> **Problem description**
Output the line that contains "Each instance of the shadow", then every line beneath it through the end of the records, exactly as given and with no other lines.

> **Records supplied**

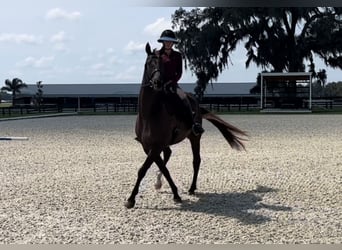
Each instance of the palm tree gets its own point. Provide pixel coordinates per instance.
(15, 87)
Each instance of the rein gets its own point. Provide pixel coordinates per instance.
(150, 83)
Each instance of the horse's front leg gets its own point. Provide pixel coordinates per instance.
(162, 167)
(195, 146)
(141, 173)
(167, 153)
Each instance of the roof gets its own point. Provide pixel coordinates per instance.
(129, 89)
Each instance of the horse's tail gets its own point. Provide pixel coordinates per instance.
(232, 134)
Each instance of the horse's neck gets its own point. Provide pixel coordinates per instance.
(149, 102)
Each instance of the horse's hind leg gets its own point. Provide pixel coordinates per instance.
(159, 161)
(141, 173)
(167, 153)
(195, 146)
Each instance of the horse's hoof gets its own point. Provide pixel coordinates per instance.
(129, 204)
(177, 199)
(158, 185)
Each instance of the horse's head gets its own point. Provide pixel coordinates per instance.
(152, 69)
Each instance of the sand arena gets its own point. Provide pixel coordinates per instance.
(68, 182)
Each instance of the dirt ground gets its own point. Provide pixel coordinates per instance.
(68, 183)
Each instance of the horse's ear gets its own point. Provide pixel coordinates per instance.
(148, 49)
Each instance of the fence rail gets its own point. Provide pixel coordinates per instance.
(133, 107)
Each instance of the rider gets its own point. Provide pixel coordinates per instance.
(172, 71)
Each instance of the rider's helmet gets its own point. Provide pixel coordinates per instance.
(168, 36)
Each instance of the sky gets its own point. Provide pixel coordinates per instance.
(88, 41)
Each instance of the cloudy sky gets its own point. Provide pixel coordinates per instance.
(88, 41)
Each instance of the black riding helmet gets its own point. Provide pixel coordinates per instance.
(168, 36)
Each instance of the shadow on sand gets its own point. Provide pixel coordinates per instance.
(241, 206)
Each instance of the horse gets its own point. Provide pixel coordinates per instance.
(157, 128)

> **Reply to the task**
Each instance of the shadow on sand gets its own point. Provide pixel coordinates per instance.
(241, 206)
Each instance of the horse gets its own point. Provide pixel coordinates per instance.
(157, 128)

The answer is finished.